Start of Block
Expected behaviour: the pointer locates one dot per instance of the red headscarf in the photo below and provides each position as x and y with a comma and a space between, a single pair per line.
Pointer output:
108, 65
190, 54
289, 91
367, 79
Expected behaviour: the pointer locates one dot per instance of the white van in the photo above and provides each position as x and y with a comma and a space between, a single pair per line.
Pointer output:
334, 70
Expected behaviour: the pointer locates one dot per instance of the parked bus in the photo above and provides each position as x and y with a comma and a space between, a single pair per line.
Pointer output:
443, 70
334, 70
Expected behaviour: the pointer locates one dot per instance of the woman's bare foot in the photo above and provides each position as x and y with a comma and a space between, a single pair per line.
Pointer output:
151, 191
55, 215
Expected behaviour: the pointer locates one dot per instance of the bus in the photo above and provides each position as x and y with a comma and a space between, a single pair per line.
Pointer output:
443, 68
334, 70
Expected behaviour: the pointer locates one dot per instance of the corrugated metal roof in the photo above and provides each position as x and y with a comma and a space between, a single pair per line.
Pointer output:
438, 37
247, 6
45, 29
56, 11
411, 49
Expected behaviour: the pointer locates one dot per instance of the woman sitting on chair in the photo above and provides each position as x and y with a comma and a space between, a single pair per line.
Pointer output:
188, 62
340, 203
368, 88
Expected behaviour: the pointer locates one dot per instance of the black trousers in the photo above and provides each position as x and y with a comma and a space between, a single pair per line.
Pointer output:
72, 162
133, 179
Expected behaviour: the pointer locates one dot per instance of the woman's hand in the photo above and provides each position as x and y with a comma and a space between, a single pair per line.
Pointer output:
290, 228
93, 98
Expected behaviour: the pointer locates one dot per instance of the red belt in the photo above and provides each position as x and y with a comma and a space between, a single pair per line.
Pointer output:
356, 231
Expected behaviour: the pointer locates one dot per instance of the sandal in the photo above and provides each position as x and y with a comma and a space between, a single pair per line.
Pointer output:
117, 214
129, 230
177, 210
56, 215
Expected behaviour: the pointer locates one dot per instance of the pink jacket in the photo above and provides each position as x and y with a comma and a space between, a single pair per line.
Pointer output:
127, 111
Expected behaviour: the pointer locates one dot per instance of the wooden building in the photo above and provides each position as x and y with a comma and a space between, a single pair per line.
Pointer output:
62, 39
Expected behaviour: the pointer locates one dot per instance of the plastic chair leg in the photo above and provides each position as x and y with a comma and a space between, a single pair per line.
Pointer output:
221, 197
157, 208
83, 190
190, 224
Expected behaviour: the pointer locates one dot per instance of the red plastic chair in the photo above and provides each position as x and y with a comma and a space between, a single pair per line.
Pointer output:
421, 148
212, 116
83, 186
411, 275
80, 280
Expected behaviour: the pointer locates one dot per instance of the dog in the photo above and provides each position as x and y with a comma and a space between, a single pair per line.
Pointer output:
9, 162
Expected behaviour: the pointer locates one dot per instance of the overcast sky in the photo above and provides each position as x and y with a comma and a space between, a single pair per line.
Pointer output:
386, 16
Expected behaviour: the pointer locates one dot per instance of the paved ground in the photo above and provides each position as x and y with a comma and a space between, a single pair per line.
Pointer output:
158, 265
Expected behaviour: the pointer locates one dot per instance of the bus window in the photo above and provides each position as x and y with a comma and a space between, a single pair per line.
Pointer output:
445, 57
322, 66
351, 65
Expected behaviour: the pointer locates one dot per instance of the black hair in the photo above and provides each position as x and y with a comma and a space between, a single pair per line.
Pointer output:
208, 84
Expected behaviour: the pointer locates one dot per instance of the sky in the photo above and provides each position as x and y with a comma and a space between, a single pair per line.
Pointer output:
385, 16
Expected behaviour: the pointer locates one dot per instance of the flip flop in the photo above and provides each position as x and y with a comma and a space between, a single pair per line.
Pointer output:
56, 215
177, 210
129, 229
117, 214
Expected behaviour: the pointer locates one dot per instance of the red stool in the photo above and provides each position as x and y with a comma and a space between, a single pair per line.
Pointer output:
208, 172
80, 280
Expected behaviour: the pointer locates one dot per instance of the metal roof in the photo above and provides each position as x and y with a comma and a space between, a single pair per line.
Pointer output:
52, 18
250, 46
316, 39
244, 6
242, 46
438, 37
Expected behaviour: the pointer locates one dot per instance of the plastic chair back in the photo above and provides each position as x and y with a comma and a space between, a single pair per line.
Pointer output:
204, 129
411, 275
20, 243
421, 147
End of Block
■ Problem to work on ■
Print the entire listing above once more, with nothing changed.

■ Task answer ■
Expected behaviour: the pointer locates one dot per instance of the red headscarf in the photo below and provides each position as x and y with a comma and a space between, a single pair per line.
Pointer output:
108, 65
190, 54
289, 91
367, 79
Expected behaviour: the pointer locates one dot per instance of the white van in the photo above and provides each position as x and y with a comma and a space between, a single pair per line.
Pointer output:
334, 70
Expected behaviour: the pointer locates one dot per instance of the parked bus in the photo above and provides each position as x and y with a comma and a space between, a single pair per line.
Pointer output:
443, 70
334, 70
Expected behaviour: the pointer locates one dot per instance of the woman's bare foot in the photo above and provides each position as x and y with a comma and a space between, a single pair per line.
Pointer output:
151, 191
55, 215
Expected behaviour: the pointer locates one dot per instance of the bus in the photo above and provides each position as x and y with a comma and a space between, a single pair per line.
Pointer output:
443, 68
334, 70
Expected behaviour: the pointer locates one dot per instance of the corrugated metal roof in the photo above and provides each position as x and y with a comma and a space between, a single pair per line.
Pointer output:
438, 37
247, 6
45, 29
56, 11
411, 49
Expected behaviour: the pointer locates one dot per instance of the woman sitting on chair in the photo above and provides each position as x and y with a comma and a space between, a single pair per line.
Pointer output:
188, 62
340, 203
368, 88
Expected behaviour: the pointer locates one dot per instance of the black trousers in the photo above and provides each position as x and y with a comma and a space between, a single pair per line.
Pointer output:
72, 162
133, 179
Expected behaviour: the pointer locates one dot per instance of the woman's hand in the photo above and provides each position as x and y with a comma and a space between, a single pair per line.
Pointer output:
290, 228
93, 98
Expected behaviour: the pointer locates one dot per instance of the red belt in the photo above and provides each position as x and y with a comma and a space between, a single pair per line.
Pointer output:
356, 231
Expected behaviour: the pointer locates one dot per instance of the sandal in the photo above and provides each position as x and y with a comma and a space between, a single pair per line.
Pointer output:
117, 214
129, 230
177, 210
56, 215
Expected behaviour: the pointer locates one dot per instance of the pink jacket in the photo above and provides each position as x and y with a comma and a space between, a single pair per line.
Pointer output:
127, 111
Expected behaviour: the pointer locates one dot per instance of the wooden building in the photo above and provides each position as x and y with a comma and a space between, a single pair per line.
Pointer output:
62, 39
Expected behaviour: the pointer locates one dot per instance of the plastic chair leg in the photo above and provides each position as x and y with a comma and a space between, a single pair per line.
Pointer output:
221, 197
157, 208
83, 190
190, 224
Expected behaviour: the pointer locates one dot per instance of the red plastic chair in the photo above and provides each position as x and y with a comma and a space between, a single pair per line.
Pointer output:
421, 148
212, 116
83, 186
411, 275
80, 280
Expected behaviour: the pointer locates one dot per instance of the dog in the photo above and provides each position as x and y with a comma and a space between, a single pair per line.
Pointer output:
9, 162
Expected behaviour: the pointer locates one dot per instance of the overcast sky in the photo above and provides each position as x and y with a comma and a space between, a single pair per line.
Pointer output:
386, 16
Expected behaviour: the pointer locates one dot per instance of the paved ground in the photo above and provides each position as x and y with a comma and a space between, a single pair per line.
Pointer output:
158, 265
Expected behaviour: the pointer locates one dot per instance of the bus window in the photo above and provides each position as x and y with a comma and a space between, a single pair per line.
Pointer output:
445, 57
322, 66
351, 65
Expected behaviour: the pointer locates one dot per instance of the black hair in the photo above and provides each position as x and y with a comma and a space between, a single pair per line.
Pointer output:
208, 84
Expected behaviour: the pointer locates one dot per instance of the sky in the photo above and provides each position as x and y with a comma and a space between, a single pair per line.
Pointer output:
385, 16
Expected behaviour: the pointer locates one dot per instance of the flip flop in the photo above and provides each position as x and y with a comma and a space between, a single pair per line.
Pointer output:
56, 215
177, 210
129, 229
117, 214
Expected behaviour: the pointer locates one dot per instance of the red stool in the photo above and provides each position as x and y with a comma and a space between, a single pair per line.
Pointer output:
208, 172
80, 280
Expected behaviour: the pointer locates one dot per instance of the metal roof in the photo above and provides each position as x and y with a comma and a space between, a single pair per line.
Pointer output:
52, 18
250, 46
316, 39
244, 6
242, 46
438, 37
Expected behaviour: the pointer locates one dot per instance of the plastic chair back in the photo above and provides each position as x and y with a comma and a space between, a single pair per line.
Pointer output:
204, 129
411, 275
20, 243
421, 147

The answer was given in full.